**AIM OF THE EXERCISE**
Return each line of the records below that contains the word "wall". Letter case counts.

------ DATASET ENTRIES

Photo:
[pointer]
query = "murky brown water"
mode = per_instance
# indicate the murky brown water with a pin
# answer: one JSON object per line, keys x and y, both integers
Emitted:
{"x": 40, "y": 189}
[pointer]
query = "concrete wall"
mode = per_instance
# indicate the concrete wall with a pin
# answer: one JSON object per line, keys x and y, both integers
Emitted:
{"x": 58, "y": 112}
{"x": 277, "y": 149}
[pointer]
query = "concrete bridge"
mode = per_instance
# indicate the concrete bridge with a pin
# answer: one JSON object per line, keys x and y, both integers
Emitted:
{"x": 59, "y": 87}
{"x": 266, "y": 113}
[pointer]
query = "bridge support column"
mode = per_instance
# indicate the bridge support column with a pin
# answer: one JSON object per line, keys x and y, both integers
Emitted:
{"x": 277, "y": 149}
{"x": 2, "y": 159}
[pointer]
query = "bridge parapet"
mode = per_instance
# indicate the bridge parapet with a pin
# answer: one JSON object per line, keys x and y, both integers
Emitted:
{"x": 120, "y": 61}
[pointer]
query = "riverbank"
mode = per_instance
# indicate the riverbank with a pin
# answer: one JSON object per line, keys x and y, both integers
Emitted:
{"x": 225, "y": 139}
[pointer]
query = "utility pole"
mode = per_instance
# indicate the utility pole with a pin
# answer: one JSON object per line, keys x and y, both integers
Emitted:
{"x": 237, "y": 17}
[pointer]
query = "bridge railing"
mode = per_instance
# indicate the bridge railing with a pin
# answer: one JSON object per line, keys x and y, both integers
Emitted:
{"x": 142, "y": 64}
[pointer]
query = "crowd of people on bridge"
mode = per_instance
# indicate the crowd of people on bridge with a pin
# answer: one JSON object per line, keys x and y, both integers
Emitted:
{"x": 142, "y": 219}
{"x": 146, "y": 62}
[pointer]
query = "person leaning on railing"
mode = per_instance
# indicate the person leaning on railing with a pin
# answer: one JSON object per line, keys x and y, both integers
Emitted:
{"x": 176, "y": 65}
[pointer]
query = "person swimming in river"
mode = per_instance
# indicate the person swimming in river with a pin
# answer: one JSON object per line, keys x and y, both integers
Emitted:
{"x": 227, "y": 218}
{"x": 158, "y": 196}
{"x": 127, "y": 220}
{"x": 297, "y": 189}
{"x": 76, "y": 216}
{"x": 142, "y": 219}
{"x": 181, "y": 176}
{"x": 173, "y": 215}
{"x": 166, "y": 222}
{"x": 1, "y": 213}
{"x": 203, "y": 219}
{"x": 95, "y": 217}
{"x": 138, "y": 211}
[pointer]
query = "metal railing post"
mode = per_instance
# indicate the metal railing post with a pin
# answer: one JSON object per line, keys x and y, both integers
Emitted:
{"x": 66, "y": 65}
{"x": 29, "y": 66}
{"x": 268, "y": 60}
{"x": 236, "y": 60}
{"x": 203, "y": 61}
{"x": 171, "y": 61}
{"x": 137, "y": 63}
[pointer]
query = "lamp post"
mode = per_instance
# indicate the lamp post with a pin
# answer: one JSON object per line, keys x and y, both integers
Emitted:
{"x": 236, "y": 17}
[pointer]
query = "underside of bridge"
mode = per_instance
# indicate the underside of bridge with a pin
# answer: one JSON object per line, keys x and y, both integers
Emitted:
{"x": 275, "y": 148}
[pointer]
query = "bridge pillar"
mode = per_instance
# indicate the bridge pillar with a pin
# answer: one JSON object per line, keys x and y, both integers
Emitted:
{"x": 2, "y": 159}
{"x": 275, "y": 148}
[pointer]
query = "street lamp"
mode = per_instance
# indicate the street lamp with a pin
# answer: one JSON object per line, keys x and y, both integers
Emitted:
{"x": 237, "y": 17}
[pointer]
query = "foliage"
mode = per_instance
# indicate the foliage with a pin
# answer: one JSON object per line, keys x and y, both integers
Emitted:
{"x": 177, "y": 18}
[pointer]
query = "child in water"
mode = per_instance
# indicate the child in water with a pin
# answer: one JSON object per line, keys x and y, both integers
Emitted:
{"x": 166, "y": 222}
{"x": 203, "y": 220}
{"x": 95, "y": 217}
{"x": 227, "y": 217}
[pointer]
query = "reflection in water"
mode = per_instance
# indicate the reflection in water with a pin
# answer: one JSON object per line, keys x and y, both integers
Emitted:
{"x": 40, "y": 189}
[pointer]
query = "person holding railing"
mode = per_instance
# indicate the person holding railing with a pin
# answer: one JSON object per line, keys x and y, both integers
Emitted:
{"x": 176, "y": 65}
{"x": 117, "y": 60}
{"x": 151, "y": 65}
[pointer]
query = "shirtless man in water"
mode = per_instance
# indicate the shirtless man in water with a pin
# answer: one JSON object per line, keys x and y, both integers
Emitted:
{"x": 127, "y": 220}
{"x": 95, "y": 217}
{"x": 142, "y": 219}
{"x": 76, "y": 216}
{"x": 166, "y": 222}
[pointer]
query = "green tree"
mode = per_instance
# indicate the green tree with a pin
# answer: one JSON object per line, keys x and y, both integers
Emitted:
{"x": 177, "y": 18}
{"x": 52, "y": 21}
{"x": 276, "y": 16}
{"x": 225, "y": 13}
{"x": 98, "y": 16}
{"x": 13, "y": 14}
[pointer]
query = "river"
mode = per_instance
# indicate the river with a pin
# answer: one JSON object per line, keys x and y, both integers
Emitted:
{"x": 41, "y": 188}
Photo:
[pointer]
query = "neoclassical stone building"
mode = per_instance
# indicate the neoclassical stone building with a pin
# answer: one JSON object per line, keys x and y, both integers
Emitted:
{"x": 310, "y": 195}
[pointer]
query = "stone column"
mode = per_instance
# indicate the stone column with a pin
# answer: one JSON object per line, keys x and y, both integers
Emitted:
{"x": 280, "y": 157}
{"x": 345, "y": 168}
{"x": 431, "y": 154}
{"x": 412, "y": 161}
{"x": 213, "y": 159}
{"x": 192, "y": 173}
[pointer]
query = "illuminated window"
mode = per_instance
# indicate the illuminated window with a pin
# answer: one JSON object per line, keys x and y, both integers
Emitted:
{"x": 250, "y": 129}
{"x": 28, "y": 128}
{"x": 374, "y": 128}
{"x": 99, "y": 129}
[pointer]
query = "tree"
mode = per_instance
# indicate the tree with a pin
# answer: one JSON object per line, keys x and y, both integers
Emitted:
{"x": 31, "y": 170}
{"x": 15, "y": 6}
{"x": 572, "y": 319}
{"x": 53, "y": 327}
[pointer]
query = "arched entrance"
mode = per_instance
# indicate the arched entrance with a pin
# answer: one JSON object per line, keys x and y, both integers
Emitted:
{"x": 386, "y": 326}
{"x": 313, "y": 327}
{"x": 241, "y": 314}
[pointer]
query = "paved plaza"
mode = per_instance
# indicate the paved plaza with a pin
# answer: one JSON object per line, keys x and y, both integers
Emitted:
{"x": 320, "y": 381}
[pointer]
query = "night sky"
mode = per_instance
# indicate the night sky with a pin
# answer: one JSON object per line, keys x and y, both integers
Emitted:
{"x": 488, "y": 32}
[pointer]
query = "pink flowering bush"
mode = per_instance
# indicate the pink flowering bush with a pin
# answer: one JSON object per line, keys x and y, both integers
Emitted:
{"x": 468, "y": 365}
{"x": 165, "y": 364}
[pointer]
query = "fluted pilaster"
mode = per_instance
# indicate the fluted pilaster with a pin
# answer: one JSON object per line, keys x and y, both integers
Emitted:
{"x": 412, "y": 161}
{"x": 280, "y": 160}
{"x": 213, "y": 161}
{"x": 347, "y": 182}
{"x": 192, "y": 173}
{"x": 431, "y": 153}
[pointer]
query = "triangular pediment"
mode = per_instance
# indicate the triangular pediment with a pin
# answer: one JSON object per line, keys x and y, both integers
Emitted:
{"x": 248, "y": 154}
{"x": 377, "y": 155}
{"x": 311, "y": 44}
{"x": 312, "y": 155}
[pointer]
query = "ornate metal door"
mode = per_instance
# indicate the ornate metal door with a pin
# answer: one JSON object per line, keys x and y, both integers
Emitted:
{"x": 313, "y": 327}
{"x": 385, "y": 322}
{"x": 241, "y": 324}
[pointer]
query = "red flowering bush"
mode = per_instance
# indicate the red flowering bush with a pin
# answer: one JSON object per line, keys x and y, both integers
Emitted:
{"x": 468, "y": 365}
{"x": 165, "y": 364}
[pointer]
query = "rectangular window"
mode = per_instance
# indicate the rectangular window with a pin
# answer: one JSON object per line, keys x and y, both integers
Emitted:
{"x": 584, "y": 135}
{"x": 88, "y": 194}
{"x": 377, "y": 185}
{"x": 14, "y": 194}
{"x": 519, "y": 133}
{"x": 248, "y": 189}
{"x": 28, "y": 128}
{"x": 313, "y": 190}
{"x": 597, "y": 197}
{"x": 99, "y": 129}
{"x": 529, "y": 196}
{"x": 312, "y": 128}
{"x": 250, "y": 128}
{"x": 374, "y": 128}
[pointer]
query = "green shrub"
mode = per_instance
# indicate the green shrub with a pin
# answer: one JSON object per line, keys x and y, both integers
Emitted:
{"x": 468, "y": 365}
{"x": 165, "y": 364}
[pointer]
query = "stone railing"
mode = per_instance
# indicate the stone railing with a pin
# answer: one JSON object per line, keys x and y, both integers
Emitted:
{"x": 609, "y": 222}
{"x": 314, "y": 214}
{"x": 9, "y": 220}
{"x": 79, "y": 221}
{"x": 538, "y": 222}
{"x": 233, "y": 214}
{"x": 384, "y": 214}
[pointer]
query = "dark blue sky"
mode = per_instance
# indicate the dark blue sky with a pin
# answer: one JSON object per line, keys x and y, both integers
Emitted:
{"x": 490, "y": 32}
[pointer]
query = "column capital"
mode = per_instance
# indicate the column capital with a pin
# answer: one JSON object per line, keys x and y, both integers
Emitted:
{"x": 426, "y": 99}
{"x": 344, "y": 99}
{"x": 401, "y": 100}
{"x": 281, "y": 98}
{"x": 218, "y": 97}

------------

**WRITTEN RESPONSE**
query = "concrete wall"
# indicate the concrete wall with a pin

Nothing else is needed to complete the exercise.